Task details:
Reproduce each entry exactly.

Provided material:
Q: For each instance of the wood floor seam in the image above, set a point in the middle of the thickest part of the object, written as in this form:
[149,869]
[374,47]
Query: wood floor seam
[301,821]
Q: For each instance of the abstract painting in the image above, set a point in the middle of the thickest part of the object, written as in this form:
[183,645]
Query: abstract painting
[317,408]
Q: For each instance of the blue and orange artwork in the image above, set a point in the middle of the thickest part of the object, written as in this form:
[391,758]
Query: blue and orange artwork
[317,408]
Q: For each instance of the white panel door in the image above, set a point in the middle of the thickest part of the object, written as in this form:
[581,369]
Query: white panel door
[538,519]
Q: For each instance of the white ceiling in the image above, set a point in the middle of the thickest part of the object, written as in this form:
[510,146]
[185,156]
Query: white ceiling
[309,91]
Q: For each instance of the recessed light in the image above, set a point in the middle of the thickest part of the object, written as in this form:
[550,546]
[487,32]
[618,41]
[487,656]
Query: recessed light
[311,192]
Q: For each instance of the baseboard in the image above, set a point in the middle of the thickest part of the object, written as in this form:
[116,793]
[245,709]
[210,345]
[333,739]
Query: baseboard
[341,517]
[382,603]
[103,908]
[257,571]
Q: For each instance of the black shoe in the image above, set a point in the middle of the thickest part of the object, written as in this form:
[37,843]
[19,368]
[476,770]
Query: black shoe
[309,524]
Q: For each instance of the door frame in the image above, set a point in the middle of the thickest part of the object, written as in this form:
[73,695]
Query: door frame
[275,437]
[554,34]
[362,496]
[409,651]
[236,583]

Result of this exercise:
Q: For each instance of the wood floor seam in the image above, set a point in the middle of the thickest part of the object, written as in this form:
[149,869]
[374,47]
Query: wood floor seam
[301,821]
Q: For each instance of the abstract painting in the image above, set a point in the middle of the thickest part of the object, written as in this form:
[183,645]
Query: abstract painting
[317,408]
Q: For each instance of the blue and orange artwork in the image above, set a point in the middle of the thickest part of the object, written as in this form:
[391,758]
Query: blue and orange artwork
[317,408]
Q: For each instance of the white panel door in the image above, set a point in the middle of the thickest part of the object, written as in this form:
[581,369]
Query: white panel door
[538,519]
Q: For each instance of the white ceiling in the image above, set a point in the middle of the thickest part of the object, written as in this form:
[510,146]
[185,156]
Query: white ceiling
[309,91]
Q: For each instance of the recessed light in the image above, set a point in the middle of the thickest part of the object, written as in this form:
[550,546]
[487,32]
[618,41]
[487,656]
Query: recessed light
[311,192]
Q: For each instance of the baseboard in the image above, set a point in the middle of the thickest part of the object, written as in this form:
[116,793]
[245,709]
[210,345]
[333,739]
Query: baseboard
[341,517]
[382,603]
[103,908]
[257,571]
Q: For each instance of the black shoe in the image above, set a point in the middle of the thickest part of the object, written as in this form:
[37,843]
[19,368]
[476,770]
Query: black shoe
[309,524]
Q: For each instance of the door frame in the image above, set a point in the middle of the thickest part of the object, written as in this form:
[73,695]
Query: door frame
[275,437]
[554,34]
[362,496]
[409,651]
[236,583]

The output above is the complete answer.